-- start of Material to process --

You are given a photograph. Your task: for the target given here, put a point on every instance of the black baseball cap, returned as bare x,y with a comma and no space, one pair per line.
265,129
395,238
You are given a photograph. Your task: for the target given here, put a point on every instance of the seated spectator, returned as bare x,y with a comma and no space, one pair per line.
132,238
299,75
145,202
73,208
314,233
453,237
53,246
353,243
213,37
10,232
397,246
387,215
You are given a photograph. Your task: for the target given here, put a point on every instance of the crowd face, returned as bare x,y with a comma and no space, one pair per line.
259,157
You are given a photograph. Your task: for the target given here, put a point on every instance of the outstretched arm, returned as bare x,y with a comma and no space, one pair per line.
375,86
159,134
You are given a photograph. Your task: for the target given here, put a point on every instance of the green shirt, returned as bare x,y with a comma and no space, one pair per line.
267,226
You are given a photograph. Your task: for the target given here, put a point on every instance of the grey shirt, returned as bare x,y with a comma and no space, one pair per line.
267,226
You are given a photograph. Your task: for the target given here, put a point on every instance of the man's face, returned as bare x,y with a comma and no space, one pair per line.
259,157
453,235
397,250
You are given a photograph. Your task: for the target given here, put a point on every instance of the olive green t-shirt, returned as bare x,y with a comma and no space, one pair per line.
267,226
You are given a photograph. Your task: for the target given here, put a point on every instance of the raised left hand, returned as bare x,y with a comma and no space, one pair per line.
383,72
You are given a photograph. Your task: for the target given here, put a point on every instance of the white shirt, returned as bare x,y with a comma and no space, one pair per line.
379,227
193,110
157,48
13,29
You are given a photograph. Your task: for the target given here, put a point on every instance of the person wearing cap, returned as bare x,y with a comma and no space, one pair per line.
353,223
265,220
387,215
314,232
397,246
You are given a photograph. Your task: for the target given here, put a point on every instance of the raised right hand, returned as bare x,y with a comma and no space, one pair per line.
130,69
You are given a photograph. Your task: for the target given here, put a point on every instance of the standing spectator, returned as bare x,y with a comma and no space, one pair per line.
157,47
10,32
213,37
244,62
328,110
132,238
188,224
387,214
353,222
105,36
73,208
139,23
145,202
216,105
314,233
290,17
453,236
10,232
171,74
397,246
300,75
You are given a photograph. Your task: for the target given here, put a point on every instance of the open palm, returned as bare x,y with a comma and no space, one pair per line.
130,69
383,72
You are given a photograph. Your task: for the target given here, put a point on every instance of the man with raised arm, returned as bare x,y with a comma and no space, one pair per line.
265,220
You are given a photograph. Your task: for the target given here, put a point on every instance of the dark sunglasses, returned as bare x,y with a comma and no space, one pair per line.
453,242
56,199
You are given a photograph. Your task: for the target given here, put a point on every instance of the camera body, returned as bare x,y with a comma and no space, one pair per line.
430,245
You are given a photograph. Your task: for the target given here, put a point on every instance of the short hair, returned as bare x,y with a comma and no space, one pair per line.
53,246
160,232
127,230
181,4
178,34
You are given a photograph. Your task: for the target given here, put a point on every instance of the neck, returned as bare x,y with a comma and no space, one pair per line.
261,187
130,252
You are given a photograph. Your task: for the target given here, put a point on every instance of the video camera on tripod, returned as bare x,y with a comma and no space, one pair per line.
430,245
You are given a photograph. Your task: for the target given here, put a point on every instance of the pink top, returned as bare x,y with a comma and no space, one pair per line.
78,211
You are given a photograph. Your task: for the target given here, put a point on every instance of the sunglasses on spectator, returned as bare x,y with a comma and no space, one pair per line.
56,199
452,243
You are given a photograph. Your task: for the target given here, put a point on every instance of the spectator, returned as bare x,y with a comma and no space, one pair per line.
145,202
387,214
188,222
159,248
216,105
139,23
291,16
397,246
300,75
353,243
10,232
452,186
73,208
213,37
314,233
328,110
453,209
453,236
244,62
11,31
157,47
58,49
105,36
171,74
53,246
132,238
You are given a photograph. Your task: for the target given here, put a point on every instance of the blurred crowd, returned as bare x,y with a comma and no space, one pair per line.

-- end of Material to process --
-- start of Material to process --

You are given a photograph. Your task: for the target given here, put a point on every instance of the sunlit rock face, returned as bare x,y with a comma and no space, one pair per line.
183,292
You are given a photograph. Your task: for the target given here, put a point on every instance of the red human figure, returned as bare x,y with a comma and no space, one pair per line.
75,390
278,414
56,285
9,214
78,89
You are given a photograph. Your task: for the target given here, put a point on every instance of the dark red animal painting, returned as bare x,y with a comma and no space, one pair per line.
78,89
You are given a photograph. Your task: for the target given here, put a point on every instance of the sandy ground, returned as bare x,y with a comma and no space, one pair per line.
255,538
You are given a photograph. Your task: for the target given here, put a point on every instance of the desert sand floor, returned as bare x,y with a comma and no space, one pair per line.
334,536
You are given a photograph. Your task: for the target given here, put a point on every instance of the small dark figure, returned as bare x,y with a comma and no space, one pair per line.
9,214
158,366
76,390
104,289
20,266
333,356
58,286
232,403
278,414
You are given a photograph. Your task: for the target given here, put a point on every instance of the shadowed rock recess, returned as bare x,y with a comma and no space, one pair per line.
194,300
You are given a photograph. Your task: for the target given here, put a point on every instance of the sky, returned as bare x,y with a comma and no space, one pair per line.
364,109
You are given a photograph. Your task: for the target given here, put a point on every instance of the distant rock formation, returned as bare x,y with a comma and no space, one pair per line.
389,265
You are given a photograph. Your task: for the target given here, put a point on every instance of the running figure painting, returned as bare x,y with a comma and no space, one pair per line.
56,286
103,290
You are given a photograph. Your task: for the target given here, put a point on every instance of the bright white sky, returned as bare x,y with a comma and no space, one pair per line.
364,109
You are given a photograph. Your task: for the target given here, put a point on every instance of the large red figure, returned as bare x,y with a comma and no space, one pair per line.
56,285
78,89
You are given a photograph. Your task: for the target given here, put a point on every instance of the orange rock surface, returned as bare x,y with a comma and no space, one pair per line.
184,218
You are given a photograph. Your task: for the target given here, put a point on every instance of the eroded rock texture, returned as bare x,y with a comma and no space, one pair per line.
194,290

-- end of Material to process --
-- start of Material to process --

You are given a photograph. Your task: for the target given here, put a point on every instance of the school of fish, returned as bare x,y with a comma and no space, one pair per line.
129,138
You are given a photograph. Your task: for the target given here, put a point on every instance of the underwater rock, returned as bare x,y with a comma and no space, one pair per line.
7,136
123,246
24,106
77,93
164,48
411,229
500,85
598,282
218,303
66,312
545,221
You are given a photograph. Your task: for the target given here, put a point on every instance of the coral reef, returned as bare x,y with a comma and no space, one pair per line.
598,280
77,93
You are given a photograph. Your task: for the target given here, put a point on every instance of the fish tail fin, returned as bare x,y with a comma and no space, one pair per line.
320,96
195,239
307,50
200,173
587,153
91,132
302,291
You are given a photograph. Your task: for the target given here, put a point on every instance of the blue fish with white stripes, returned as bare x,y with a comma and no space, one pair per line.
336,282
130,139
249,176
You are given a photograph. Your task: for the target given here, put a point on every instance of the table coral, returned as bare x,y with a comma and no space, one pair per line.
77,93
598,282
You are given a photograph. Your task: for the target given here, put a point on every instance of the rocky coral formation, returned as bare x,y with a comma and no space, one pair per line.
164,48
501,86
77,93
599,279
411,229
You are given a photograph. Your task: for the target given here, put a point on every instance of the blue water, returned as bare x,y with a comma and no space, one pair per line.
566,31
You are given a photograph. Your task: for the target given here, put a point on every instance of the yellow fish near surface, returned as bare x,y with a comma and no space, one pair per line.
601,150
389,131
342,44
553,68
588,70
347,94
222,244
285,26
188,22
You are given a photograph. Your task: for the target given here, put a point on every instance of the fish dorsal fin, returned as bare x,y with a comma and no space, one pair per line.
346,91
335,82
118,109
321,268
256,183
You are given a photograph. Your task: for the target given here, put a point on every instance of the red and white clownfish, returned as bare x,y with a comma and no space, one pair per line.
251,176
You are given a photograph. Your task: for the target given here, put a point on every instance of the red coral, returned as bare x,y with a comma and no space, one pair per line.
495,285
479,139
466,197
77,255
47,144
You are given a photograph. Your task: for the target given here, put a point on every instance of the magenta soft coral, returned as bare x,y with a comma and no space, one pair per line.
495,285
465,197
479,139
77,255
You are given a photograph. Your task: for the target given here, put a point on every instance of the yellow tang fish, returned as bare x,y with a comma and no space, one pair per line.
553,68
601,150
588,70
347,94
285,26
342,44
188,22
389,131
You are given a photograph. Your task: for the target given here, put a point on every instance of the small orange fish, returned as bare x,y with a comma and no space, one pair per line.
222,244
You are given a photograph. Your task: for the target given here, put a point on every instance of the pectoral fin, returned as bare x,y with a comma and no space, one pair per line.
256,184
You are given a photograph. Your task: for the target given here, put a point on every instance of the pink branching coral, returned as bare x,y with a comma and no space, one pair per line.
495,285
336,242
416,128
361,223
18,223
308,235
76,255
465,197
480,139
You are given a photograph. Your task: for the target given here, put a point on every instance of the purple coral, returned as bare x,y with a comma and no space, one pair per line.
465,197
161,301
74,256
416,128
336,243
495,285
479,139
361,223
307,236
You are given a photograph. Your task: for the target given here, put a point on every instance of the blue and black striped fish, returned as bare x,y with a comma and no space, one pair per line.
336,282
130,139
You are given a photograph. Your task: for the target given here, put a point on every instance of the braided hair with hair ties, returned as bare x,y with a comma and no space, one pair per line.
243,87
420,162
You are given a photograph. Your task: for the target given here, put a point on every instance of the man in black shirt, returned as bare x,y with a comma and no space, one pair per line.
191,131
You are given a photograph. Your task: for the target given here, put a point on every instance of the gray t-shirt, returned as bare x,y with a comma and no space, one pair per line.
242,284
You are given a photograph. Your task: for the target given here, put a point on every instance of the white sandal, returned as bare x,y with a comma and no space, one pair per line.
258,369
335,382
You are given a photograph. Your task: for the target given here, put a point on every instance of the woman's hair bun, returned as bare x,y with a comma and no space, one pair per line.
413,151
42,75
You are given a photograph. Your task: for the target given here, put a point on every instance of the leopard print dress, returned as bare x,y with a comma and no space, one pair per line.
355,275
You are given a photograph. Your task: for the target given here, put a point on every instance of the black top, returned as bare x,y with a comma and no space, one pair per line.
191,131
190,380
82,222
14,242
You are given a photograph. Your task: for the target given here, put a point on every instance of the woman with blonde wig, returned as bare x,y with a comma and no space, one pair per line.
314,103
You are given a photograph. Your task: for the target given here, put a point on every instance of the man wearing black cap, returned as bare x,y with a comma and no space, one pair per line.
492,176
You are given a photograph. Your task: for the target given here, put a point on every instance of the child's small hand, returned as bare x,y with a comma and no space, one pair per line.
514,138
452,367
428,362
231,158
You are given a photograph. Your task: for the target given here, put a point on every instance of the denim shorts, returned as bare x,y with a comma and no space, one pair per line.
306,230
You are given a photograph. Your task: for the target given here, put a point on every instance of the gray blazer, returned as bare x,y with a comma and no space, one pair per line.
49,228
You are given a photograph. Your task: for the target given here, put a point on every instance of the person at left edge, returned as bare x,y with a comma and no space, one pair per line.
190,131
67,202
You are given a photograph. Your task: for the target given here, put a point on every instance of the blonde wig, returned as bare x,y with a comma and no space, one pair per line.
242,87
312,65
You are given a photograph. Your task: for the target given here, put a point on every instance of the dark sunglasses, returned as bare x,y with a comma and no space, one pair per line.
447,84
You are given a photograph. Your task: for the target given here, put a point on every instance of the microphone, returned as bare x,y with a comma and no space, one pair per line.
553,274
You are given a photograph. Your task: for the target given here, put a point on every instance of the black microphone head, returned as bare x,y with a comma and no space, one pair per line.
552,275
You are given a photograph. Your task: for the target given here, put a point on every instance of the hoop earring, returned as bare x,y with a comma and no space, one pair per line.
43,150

-- end of Material to process --

Work required –
Put the stretch of lines that opens with the line containing "of the sunglasses" and closes with the line containing "of the blurred", both ends included, into a JSON list of strings, one string per line, with blank lines left out.

Solution to the exercise –
[
  "You are given a photograph. Your task: for the target given here, put a point on every instance of the sunglasses on spectator, returned as bare x,y with a comma and no space, one pair per line.",
  "56,199",
  "452,243",
  "You are given a photograph. Your task: for the target given here, put a point on every instance of the spectator, returned as bare x,y with a comma and no space, one pair per line.",
  "145,202",
  "387,214",
  "188,222",
  "159,248",
  "216,105",
  "139,23",
  "291,16",
  "397,246",
  "300,75",
  "353,243",
  "10,232",
  "452,186",
  "73,208",
  "213,37",
  "314,233",
  "328,110",
  "453,209",
  "453,236",
  "244,62",
  "11,31",
  "157,47",
  "58,49",
  "105,36",
  "171,74",
  "53,246",
  "132,238",
  "You are given a photograph. Your task: for the target given here, put a point on every instance of the blurred crowd, returned as bare x,y with a comma and no space, one pair per line."
]